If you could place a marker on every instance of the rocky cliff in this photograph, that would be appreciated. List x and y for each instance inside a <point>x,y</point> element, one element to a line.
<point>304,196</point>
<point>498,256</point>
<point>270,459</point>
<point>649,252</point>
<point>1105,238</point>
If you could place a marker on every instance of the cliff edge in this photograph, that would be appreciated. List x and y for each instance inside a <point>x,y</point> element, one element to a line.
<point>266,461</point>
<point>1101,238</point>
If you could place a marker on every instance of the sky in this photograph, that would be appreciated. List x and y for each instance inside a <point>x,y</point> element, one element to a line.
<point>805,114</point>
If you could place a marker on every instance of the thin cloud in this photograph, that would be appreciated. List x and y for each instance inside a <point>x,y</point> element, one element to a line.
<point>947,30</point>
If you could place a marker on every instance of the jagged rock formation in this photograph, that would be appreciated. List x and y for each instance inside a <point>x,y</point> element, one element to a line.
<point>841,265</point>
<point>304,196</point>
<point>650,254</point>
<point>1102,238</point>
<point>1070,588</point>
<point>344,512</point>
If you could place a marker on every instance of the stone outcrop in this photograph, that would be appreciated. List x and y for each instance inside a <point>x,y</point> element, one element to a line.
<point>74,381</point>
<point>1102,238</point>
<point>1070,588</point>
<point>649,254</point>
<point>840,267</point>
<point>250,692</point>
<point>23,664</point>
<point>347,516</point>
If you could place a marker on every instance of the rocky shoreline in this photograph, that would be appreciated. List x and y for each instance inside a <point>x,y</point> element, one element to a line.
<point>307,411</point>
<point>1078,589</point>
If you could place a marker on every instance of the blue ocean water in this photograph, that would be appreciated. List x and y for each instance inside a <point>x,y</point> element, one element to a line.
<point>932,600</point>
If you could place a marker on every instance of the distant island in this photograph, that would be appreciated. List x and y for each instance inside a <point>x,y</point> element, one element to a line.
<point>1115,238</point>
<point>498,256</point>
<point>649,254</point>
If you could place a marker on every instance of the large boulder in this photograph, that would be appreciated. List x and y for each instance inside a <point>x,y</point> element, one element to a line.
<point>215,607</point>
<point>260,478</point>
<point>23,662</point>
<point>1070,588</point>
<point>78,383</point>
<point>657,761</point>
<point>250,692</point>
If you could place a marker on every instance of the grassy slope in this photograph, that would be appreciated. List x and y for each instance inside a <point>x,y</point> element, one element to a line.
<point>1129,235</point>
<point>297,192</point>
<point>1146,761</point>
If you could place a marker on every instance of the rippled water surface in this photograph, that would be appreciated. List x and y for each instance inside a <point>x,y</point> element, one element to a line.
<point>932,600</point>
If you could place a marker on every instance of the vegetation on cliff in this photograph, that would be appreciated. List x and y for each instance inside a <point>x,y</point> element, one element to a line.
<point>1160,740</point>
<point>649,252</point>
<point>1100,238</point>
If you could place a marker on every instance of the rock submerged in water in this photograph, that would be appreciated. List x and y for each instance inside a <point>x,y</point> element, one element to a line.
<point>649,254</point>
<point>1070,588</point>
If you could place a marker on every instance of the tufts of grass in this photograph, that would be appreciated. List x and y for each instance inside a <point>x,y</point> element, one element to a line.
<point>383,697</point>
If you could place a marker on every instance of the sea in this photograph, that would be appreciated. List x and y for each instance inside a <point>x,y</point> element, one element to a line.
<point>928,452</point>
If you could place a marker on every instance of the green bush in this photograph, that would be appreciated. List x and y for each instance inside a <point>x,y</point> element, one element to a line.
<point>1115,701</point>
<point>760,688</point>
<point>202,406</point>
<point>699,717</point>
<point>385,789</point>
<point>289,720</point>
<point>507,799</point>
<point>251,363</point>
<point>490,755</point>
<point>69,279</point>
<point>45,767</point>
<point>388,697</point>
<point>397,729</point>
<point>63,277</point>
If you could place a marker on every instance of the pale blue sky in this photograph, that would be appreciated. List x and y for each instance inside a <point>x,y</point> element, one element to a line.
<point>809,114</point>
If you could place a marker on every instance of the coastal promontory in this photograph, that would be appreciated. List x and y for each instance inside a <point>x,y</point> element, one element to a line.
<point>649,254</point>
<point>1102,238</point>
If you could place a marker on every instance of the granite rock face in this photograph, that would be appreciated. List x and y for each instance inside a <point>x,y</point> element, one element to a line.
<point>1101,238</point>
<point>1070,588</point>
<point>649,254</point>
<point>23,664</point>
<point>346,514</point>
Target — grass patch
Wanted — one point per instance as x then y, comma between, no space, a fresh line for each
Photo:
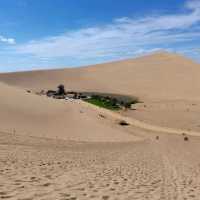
111,101
103,103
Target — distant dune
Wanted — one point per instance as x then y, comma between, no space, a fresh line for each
158,76
169,85
32,115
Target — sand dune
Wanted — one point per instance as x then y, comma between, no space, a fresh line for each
66,150
157,76
32,115
169,85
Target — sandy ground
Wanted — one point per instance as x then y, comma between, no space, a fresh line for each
168,168
57,150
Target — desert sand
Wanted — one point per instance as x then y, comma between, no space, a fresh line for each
70,150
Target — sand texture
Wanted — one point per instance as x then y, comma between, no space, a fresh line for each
71,150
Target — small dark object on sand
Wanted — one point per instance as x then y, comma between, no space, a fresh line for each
123,123
102,116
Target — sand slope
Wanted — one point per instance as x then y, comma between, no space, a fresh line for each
157,76
29,114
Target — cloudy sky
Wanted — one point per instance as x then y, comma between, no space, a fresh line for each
37,34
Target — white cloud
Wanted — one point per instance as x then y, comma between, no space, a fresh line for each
123,36
7,40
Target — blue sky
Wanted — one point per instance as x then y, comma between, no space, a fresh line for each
37,34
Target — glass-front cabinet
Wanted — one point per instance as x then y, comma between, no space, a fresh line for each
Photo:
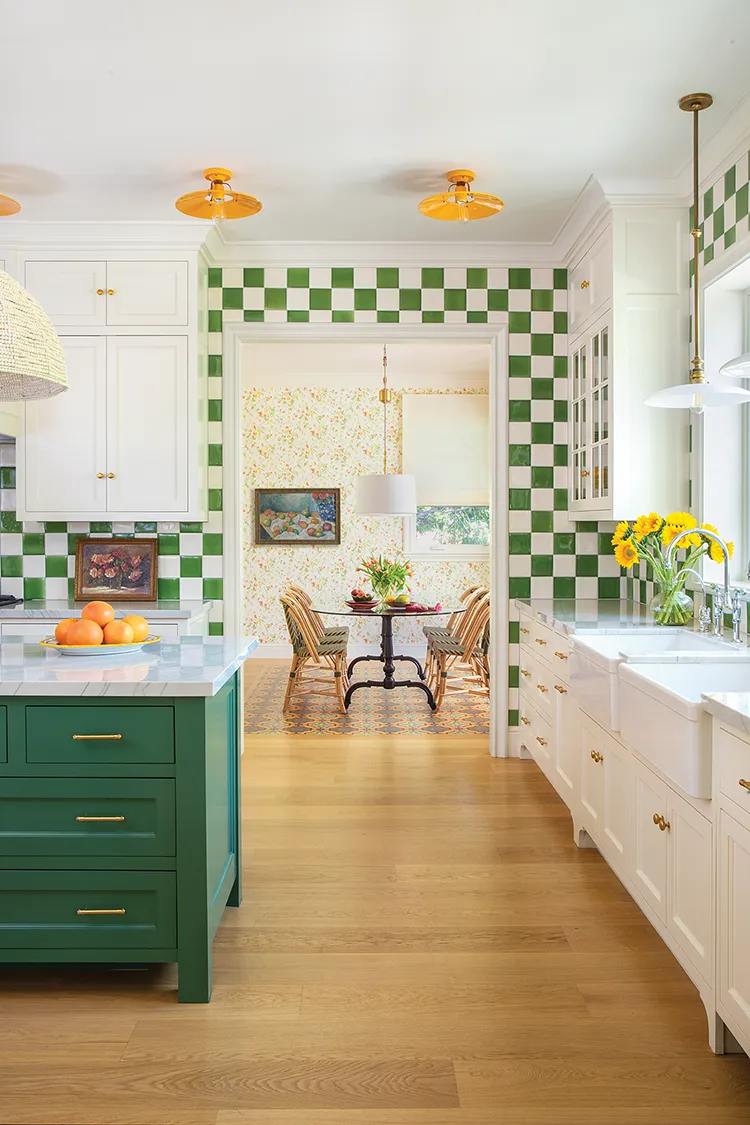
589,420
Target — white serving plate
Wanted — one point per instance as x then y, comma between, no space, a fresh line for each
97,649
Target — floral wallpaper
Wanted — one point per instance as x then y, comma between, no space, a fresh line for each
325,437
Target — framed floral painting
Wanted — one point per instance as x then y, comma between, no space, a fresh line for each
116,569
297,516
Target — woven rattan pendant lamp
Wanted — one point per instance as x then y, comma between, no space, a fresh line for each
32,360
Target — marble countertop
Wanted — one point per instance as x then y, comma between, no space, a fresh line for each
197,666
65,608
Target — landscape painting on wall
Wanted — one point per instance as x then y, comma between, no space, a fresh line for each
116,569
297,516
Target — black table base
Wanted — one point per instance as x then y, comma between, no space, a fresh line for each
387,657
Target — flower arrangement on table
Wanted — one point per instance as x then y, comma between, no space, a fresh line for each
648,539
387,576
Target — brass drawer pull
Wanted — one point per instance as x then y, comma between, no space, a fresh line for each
115,910
97,738
86,820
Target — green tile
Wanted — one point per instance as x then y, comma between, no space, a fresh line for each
520,455
319,298
542,388
342,278
518,322
587,566
520,410
520,367
214,588
432,278
366,299
191,566
33,542
213,542
11,566
34,588
387,278
454,300
542,300
298,278
542,521
542,343
542,476
520,542
409,299
518,279
274,298
563,587
55,566
168,588
232,298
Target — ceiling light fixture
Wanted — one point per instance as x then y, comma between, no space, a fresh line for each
697,394
460,204
386,493
220,201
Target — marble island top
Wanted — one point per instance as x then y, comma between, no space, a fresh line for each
197,666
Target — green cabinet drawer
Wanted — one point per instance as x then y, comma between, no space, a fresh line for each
108,735
83,817
88,909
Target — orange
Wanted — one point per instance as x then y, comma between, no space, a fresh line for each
84,632
61,631
101,612
139,627
118,632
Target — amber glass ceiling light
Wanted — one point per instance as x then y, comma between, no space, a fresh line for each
697,393
219,201
460,204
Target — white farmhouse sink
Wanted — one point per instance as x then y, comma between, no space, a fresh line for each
662,717
595,659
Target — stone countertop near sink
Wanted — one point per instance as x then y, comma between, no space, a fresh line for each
65,608
193,666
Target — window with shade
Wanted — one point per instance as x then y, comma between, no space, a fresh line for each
445,440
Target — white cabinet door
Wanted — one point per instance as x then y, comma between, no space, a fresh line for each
145,294
688,896
72,294
62,460
147,428
650,842
734,919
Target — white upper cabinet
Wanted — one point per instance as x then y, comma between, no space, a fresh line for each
119,294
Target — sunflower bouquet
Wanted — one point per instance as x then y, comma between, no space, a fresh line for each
647,540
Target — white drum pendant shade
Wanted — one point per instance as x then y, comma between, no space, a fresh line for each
32,360
386,494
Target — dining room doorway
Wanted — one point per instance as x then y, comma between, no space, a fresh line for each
307,419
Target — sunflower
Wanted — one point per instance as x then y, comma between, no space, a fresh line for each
647,525
625,554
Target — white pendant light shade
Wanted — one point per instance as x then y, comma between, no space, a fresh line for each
386,494
32,360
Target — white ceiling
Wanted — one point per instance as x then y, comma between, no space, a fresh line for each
341,115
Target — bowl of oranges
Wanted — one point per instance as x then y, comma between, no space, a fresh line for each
98,631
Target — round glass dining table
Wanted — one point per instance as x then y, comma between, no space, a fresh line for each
387,656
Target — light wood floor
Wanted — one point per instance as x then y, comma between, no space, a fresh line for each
419,944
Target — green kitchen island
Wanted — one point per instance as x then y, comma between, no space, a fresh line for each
119,804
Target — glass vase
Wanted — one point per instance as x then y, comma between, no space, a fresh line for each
671,606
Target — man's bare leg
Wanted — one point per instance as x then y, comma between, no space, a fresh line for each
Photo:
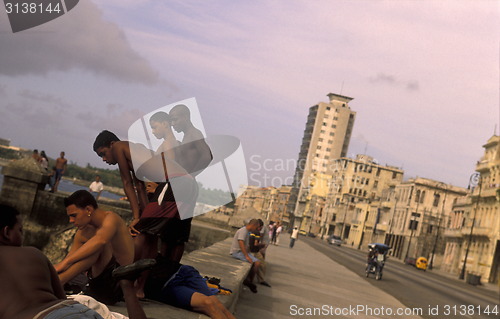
207,305
77,268
97,262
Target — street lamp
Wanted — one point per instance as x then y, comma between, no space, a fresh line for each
439,225
474,180
346,200
412,222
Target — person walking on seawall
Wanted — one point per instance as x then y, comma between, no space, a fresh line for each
278,232
61,165
44,161
294,236
96,187
240,250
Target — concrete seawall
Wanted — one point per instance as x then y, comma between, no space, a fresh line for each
212,261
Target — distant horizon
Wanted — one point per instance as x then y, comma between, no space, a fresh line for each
424,101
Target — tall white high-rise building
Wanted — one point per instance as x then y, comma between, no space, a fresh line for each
326,138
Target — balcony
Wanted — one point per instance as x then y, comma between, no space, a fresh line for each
454,233
477,231
482,166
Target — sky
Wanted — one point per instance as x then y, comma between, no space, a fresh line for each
424,76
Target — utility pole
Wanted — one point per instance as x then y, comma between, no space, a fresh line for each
474,180
412,224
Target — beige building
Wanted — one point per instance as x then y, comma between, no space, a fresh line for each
269,202
326,137
473,234
421,210
356,185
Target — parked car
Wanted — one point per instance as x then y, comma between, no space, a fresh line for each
410,261
335,240
421,263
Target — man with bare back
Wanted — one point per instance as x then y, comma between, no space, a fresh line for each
101,244
29,284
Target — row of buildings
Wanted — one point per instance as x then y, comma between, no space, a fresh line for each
361,201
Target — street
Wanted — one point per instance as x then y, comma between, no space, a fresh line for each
416,288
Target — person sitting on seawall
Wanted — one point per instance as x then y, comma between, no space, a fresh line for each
29,283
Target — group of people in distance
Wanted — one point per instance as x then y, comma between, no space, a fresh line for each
109,250
57,171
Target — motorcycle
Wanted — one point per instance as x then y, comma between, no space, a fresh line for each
376,262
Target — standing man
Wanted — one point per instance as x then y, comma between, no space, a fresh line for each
96,187
240,250
294,236
61,165
194,155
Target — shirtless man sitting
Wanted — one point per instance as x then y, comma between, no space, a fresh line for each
101,244
29,284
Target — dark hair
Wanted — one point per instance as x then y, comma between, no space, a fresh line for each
80,199
159,117
104,139
181,108
253,222
8,216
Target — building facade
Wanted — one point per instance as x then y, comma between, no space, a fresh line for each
326,137
422,210
356,185
473,235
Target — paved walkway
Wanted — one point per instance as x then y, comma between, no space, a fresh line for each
303,279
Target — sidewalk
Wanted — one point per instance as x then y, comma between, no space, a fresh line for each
303,279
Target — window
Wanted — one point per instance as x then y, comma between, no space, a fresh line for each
436,200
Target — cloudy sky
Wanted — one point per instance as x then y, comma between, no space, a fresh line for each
424,76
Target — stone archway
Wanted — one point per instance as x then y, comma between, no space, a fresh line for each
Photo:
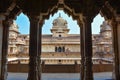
86,11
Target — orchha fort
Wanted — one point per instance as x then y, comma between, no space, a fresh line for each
60,47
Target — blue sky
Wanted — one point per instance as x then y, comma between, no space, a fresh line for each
23,23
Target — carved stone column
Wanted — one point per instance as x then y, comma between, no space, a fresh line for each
115,28
33,49
88,73
6,24
40,48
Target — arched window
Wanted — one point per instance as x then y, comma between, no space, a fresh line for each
59,35
59,49
56,49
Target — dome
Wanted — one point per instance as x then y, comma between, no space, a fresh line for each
60,22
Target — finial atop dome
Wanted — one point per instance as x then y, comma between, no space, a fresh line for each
59,15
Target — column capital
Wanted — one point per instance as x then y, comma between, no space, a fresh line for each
87,19
34,18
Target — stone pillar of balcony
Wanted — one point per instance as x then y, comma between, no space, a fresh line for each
6,24
88,73
82,51
34,49
1,35
116,28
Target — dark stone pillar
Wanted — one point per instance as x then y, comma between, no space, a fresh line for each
34,49
6,25
40,47
116,51
82,52
88,73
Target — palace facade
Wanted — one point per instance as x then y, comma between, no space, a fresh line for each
60,47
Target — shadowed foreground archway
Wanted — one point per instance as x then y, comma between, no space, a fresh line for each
39,10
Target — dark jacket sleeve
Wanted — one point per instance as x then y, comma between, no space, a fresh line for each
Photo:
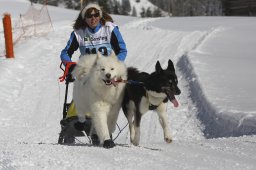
118,44
70,48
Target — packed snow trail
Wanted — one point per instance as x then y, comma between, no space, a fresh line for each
32,99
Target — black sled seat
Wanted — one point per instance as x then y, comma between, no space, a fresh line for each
69,132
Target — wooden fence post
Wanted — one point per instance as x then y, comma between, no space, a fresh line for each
8,35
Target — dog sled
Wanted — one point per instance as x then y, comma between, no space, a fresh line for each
68,131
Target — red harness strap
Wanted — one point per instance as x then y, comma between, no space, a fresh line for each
68,64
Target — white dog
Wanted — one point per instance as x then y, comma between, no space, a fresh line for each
97,91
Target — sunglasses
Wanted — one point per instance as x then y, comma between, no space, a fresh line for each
93,15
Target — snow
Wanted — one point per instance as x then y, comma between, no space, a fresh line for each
214,127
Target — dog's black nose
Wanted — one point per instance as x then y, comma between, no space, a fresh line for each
108,75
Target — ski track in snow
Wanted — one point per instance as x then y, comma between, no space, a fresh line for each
34,123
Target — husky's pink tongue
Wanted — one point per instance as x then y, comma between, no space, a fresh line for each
175,102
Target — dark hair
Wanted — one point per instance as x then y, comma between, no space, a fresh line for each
81,24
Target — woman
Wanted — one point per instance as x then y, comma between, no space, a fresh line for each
94,31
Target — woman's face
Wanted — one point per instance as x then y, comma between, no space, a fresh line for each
92,19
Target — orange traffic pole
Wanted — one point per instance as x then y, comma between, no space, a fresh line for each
8,35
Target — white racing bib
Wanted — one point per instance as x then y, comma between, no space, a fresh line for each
90,43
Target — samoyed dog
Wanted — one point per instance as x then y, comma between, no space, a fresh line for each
97,90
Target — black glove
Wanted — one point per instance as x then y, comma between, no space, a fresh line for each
69,77
79,126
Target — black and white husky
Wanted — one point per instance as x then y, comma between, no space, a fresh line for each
150,92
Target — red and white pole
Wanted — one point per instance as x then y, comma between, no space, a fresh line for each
8,35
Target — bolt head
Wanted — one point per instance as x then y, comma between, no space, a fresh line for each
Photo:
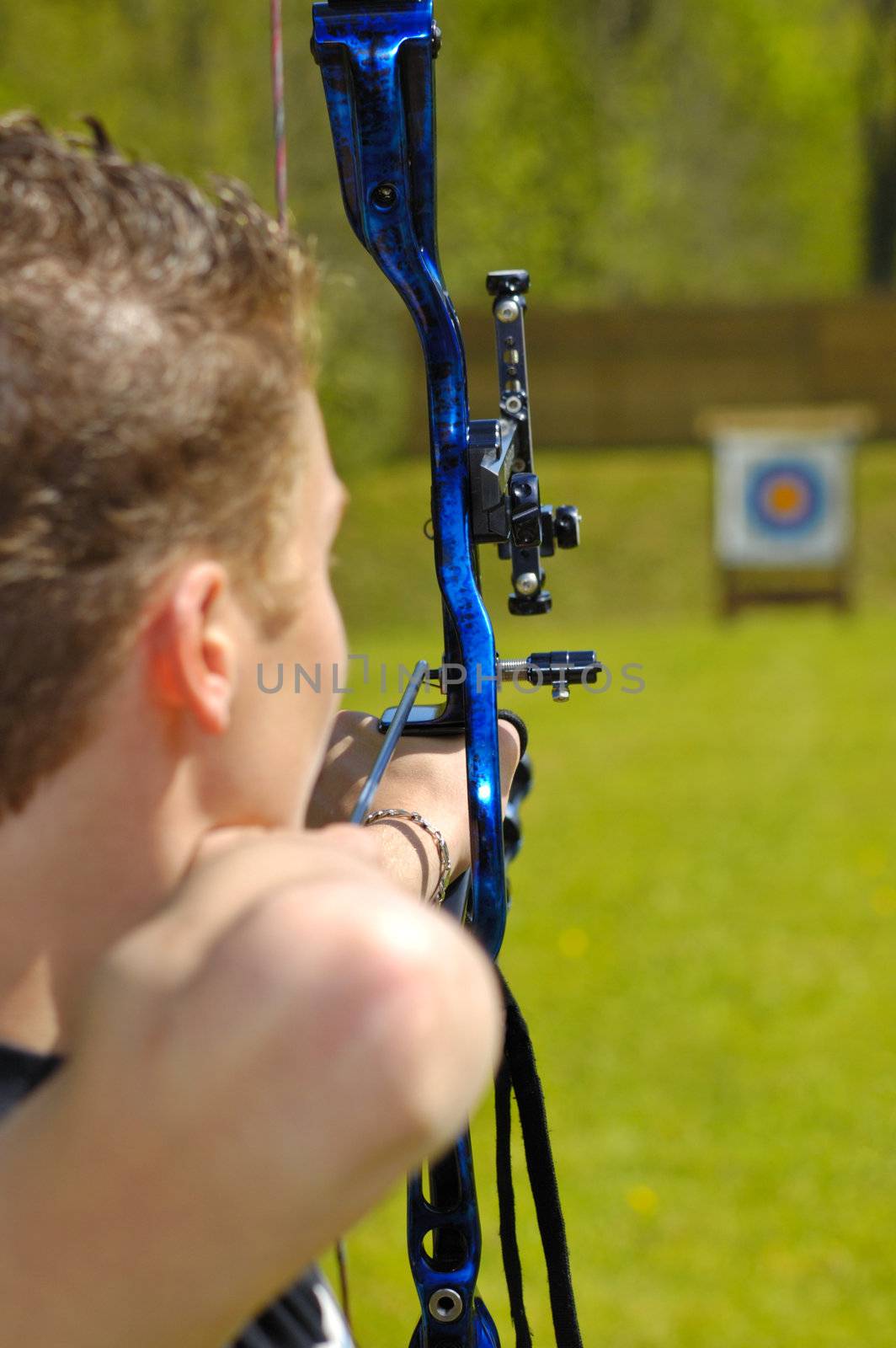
384,195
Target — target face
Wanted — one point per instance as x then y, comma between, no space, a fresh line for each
786,498
781,500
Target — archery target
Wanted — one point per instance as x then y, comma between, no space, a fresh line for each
781,500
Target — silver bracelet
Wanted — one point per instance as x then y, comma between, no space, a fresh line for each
413,817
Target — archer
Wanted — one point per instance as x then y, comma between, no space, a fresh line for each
219,1029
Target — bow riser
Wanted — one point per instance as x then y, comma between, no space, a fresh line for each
377,76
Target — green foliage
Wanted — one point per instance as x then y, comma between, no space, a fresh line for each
702,925
628,150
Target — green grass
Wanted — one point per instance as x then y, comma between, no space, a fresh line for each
702,933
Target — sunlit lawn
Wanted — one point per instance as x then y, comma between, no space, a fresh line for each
702,937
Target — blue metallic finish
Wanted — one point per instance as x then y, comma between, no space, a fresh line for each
376,61
381,139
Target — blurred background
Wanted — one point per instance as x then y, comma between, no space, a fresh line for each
704,916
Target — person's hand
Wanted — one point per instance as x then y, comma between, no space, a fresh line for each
253,1068
426,775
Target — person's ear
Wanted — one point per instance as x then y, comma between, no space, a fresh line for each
190,655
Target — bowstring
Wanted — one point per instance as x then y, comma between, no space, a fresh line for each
280,110
278,88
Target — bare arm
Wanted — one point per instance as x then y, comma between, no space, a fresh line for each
253,1069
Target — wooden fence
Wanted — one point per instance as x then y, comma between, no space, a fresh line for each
643,375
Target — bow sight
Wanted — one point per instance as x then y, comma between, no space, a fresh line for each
376,60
------------------------
| Directive |
Return the lines of the records from the line containing "instance of the sky" through the line containing "<point>947,30</point>", both included, with no changes.

| Written response |
If you could place a marker on every instance of the sky in this photograph, that would be appreciated. List x and y for each instance inside a <point>x,y</point> element, one element to a line.
<point>805,114</point>
If you could place a marker on every instance of the thin cloud in this photograph, that would be appreciated. List x and y for each instance inside a <point>x,y</point> element, one element to a line.
<point>947,30</point>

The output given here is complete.